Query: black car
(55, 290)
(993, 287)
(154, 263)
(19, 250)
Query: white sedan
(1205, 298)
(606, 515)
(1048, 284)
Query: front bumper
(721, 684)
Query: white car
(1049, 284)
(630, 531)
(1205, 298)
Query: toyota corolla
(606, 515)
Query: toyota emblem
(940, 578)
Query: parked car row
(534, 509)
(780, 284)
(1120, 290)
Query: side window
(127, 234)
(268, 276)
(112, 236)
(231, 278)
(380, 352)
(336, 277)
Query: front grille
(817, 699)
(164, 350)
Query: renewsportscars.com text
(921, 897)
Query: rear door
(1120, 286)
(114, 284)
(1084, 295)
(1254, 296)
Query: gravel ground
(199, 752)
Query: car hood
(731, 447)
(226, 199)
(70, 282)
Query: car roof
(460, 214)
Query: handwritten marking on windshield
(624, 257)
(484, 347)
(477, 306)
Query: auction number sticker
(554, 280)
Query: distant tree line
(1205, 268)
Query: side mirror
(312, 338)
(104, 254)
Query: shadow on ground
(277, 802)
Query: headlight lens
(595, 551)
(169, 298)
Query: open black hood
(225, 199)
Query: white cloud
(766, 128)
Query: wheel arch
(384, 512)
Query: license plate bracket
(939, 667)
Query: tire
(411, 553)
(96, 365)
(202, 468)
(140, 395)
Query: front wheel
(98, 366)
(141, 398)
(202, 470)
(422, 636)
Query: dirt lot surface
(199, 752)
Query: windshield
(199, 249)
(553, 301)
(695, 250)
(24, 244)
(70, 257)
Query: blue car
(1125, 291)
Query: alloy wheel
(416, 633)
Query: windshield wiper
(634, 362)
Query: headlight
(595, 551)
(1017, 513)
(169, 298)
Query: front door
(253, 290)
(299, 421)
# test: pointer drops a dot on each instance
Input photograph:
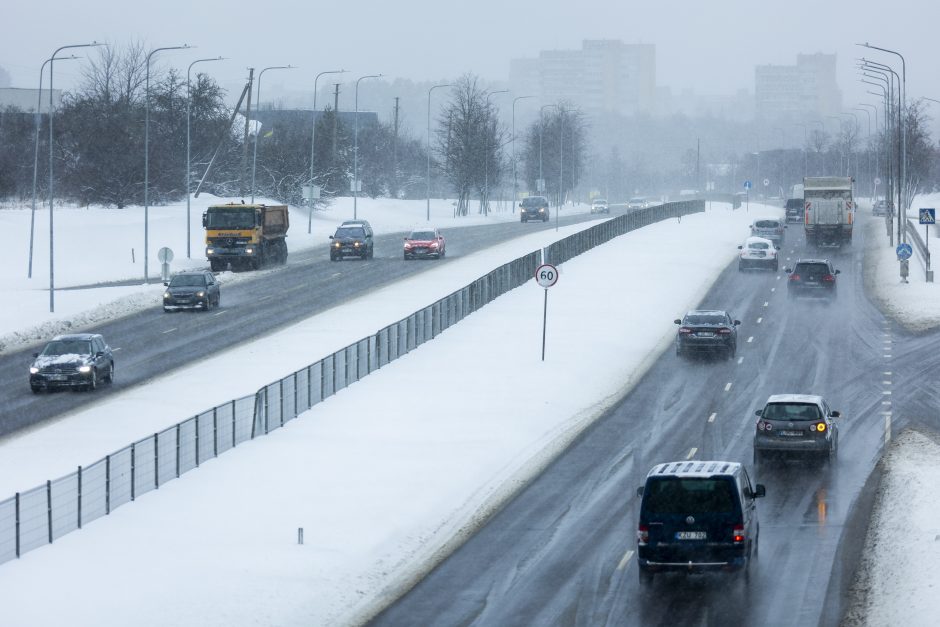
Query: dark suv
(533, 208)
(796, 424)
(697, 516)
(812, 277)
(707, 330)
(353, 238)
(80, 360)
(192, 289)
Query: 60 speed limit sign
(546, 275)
==
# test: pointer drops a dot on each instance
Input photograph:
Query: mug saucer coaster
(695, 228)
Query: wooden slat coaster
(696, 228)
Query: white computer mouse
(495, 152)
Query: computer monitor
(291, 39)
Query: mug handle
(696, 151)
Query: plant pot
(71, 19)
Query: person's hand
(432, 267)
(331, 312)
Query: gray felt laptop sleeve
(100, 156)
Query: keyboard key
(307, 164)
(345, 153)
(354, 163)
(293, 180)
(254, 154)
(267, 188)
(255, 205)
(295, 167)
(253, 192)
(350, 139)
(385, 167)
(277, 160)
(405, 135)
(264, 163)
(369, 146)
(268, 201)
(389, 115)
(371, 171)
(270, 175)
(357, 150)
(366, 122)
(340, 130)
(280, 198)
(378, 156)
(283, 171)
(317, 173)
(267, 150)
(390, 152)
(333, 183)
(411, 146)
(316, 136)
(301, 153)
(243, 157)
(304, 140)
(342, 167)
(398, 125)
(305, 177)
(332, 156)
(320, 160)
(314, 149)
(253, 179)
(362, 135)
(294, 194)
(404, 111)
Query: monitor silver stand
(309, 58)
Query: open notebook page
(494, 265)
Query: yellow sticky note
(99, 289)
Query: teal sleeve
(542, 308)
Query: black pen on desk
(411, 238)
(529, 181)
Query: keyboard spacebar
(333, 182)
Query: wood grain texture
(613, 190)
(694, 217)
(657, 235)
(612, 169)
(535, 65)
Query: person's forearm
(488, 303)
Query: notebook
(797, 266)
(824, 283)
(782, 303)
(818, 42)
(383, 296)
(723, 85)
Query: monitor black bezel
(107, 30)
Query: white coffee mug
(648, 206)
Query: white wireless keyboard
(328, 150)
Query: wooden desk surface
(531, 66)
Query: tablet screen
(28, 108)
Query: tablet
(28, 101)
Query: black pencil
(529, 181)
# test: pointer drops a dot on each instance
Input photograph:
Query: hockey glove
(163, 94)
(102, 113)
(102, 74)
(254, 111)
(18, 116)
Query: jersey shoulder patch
==
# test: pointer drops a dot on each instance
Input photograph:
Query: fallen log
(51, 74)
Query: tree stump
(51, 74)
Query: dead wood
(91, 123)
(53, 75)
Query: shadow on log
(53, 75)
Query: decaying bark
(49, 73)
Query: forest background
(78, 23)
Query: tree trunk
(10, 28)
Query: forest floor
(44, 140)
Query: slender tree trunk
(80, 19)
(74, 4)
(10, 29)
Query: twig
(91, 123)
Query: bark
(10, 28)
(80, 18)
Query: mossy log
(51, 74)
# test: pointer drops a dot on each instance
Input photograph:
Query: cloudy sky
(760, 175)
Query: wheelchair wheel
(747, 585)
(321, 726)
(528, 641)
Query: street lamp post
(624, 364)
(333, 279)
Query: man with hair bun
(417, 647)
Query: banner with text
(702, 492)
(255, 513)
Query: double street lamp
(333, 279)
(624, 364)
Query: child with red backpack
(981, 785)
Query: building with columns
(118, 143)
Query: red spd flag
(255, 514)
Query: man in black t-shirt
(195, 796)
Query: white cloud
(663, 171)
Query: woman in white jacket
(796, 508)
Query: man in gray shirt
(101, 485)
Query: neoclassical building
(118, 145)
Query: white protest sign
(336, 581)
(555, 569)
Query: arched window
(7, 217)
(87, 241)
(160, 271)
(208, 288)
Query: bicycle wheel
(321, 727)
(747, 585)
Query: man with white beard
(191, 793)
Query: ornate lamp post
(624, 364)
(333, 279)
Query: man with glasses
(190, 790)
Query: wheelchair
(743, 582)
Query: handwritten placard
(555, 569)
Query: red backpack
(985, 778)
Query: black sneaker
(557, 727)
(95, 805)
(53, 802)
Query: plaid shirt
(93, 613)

PROBLEM ▸ Within the listing above, extract exactly the lines from the line with "Query: white wireless keyboard" to the line with "Query: jersey shoulder patch", the two named lines included, and no others.

EXERCISE ANSWER ▸
Query: white wireless keyboard
(328, 150)
Query: wooden desk surface
(531, 66)
Query: tablet screen
(28, 108)
Query: tablet
(28, 101)
Query: black pencil
(529, 181)
# test: pointer drops a dot on each instance
Input photograph:
Query: hockey glove
(163, 94)
(102, 113)
(102, 74)
(254, 111)
(18, 116)
Query: jersey shoulder patch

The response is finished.